** Latihan Tertulis **
Tolong ringkas teks di bawah ini dalam dua kalimat.

DIAGRAMKOTA.COM – Konflik perebutan Universitas Malahayati kian memanas. Di tengah kisruh internal Yayasan Alih Teknologi, terungkap fakta mengejutkan: kampus IKI Jakarta yang dikelola oleh Ely Rumengan—istri muda Rusli Bintang—dinyatakan mengalami kebangkrutan dan telah dicabut izin operasionalnya.
Krisis di IKI Jakarta mulai tercium sejak akhir 2023 dan mencapai puncaknya pada awal 2024. Izin operasional kampus telah resmi dicabut oleh pihak berwenang, menyebabkan proses belajar-mengajar terhenti dan mahasiswa menjadi korban ketidakpastian. Kondisi ini menimbulkan pertanyaan publik: apakah krisis di IKI Jakarta menjadi motif di balik upaya pengambilalihan Universitas Malahayati Lampung?
Puncak dari konflik internal Universitas Malahayati meletus pada Januari 2025, dengan munculnya Akta Notaris Nomor 243 tertanggal 11 Januari 2025. Dokumen itu disebut-sebut mengganti posisi Rosnati Syech—istri sah Rusli Bintang—dari jabatan Pembina Yayasan Alih Teknologi, tanpa persetujuan dan tanpa keterlibatannya.
“Kalau IKI Jakarta sedang bermasalah, jangan sampai Universitas Malahayati dijadikan pelampiasan. Ini kampus yang kami bangun bersama, bukan milik pribadi,” tegas Rosnati Syech saat ditemui di kampus Universitas Malahayati, Kamis (10/4/2025).

** Data Tersimpan **
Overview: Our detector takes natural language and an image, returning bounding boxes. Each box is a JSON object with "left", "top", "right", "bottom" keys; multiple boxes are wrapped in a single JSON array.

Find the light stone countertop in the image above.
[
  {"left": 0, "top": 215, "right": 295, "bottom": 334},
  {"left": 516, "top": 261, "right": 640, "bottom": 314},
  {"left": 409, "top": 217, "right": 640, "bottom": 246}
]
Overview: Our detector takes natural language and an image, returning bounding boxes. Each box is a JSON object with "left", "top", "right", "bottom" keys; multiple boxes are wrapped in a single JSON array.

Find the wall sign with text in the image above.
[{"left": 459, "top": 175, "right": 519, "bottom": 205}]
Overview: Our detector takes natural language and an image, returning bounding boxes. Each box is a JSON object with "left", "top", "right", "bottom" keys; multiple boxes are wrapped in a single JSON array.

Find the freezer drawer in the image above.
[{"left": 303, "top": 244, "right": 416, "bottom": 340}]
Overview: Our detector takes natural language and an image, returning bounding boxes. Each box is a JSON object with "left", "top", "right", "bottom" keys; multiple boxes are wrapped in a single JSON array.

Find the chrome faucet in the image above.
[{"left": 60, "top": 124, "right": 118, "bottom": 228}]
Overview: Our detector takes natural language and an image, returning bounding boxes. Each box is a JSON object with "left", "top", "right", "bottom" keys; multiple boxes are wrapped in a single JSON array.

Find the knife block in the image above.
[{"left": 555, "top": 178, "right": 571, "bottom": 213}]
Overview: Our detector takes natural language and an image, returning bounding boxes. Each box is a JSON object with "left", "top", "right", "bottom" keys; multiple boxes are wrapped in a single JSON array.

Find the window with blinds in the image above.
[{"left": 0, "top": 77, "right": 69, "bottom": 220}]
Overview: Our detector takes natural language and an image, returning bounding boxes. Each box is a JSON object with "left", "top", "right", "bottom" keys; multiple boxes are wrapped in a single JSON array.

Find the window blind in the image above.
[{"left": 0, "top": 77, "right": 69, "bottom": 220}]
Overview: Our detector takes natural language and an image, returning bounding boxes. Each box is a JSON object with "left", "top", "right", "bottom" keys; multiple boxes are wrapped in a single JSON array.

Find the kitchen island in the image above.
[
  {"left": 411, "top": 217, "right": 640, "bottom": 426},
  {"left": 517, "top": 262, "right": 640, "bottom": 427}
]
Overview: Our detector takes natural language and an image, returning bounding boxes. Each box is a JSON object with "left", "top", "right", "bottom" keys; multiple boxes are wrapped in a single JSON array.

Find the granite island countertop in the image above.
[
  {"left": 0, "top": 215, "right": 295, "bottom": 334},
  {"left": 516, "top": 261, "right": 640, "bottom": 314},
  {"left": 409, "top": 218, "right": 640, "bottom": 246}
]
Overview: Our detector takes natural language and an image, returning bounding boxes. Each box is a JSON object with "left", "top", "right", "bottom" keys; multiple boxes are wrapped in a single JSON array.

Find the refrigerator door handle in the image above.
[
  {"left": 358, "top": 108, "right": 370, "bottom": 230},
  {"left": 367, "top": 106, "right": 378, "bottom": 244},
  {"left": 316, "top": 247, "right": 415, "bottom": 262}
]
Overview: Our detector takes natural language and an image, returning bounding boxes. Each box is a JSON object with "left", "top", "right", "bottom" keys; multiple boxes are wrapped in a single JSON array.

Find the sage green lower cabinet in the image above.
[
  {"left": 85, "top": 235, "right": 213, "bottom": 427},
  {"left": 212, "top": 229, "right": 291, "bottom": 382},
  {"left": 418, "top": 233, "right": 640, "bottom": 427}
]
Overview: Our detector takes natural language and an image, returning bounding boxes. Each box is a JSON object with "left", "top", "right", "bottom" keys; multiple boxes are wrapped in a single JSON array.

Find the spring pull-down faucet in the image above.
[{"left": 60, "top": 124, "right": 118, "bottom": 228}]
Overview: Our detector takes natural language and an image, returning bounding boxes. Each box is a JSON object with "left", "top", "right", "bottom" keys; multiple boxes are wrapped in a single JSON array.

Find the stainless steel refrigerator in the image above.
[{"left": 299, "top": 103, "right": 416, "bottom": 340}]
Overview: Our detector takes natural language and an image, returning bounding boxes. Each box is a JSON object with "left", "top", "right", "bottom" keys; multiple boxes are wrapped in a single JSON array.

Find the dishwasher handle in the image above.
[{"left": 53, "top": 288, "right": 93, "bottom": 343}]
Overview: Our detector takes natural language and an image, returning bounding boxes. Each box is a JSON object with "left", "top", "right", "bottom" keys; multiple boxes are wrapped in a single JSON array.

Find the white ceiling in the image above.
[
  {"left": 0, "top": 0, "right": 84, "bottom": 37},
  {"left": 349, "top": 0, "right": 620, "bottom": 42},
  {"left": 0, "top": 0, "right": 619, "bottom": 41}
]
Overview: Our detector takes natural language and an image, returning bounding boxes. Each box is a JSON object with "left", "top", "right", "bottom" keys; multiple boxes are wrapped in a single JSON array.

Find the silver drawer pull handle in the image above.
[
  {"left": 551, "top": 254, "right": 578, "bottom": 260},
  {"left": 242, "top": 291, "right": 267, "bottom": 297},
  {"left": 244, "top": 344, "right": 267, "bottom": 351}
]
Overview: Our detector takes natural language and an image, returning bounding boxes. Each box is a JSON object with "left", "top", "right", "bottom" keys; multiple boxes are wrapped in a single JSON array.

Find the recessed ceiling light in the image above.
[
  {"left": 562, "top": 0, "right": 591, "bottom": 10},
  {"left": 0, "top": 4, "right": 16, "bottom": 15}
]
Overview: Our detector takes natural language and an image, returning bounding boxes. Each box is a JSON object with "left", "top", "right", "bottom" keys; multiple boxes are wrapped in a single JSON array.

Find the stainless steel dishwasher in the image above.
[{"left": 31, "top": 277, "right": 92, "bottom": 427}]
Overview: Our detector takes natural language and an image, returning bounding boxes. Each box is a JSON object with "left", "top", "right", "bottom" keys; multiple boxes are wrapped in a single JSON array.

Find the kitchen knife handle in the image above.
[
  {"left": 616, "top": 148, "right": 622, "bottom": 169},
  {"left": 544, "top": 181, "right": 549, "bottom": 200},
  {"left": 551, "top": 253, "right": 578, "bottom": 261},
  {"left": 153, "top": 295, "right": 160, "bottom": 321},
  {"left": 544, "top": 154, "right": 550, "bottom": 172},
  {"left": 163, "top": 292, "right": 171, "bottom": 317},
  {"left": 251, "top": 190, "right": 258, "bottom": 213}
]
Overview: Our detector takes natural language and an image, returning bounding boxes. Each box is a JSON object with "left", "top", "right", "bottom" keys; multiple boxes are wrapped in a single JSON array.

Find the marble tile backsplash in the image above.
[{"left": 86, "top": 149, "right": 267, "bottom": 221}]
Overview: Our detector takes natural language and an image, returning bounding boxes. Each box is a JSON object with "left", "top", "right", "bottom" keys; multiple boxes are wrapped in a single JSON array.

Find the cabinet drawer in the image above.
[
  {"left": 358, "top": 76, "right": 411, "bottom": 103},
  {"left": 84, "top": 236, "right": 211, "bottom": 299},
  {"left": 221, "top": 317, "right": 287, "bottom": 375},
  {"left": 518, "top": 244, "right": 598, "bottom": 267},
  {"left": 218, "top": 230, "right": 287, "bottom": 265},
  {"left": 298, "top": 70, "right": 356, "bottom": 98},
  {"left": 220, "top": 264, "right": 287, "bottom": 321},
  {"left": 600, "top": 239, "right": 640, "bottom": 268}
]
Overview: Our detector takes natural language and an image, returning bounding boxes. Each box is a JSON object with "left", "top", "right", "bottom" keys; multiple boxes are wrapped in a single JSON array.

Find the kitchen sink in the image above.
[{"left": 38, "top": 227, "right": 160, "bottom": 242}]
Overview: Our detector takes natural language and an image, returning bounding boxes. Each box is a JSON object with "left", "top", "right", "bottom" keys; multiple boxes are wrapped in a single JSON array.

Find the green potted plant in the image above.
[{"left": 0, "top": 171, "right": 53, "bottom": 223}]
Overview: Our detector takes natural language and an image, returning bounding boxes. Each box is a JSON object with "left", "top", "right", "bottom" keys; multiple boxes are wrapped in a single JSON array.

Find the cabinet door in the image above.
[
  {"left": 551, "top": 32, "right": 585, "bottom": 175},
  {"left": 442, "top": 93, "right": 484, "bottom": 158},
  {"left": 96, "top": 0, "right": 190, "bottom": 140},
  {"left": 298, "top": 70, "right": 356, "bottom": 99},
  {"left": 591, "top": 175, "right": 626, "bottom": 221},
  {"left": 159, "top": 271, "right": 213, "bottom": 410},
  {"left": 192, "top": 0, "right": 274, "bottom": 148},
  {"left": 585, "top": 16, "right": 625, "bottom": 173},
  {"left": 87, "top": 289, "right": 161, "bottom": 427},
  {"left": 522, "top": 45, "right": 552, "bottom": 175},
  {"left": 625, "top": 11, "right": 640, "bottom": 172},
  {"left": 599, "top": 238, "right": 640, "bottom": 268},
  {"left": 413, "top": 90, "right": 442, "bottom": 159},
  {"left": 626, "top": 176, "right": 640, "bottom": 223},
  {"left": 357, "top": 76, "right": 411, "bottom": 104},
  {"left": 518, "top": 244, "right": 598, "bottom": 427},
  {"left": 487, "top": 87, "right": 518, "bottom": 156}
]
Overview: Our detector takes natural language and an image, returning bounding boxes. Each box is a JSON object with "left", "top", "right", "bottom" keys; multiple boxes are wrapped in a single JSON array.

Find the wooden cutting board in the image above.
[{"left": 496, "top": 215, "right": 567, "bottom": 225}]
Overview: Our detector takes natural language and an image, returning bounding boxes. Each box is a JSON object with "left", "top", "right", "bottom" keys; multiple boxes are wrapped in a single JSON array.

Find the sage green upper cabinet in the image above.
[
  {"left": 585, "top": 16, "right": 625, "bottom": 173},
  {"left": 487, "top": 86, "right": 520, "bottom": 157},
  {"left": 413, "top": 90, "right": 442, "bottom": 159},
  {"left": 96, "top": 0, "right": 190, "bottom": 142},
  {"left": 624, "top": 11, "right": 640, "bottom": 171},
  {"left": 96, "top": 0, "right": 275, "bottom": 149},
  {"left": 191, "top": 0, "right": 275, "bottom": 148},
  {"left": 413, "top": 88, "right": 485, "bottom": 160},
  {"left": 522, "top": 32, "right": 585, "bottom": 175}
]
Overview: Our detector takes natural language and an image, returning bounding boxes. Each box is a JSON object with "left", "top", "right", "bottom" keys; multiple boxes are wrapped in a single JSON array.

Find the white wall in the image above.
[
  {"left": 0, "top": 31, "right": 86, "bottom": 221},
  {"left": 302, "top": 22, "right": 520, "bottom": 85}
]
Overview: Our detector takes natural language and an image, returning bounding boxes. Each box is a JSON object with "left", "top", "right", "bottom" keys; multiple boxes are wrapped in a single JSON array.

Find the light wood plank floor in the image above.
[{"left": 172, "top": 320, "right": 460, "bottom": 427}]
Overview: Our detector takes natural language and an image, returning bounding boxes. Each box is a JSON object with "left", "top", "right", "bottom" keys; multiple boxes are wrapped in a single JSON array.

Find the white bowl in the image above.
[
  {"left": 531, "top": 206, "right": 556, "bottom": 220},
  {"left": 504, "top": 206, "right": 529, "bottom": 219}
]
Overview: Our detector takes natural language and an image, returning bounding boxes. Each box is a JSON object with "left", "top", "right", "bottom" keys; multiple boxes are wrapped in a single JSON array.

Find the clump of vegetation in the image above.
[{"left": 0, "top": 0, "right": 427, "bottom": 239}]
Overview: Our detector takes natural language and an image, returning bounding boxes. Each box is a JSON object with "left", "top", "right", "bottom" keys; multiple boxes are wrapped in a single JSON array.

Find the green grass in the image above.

** Hasil di Bawah **
Di tengah konflik perebutan Universitas Malahayati, terungkap bahwa kampus IKI Jakarta yang dikelola Ely Rumengan, istri muda Rusli Bintang, dinyatakan bangkrut dan izin operasionalnya telah dicabut sehingga proses belajar-mengajar terhenti. Konflik internal Universitas Malahayati memuncak pada Januari 2025 lewat Akta Notaris Nomor 243, yang disebut mengganti Rosnati Syech, istri sah Rusli Bintang, dari jabatan Pembina Yayasan Alih Teknologi tanpa persetujuannya, dan Rosnati menegaskan agar Universitas Malahayati jangan dijadikan pelampiasan masalah IKI Jakarta.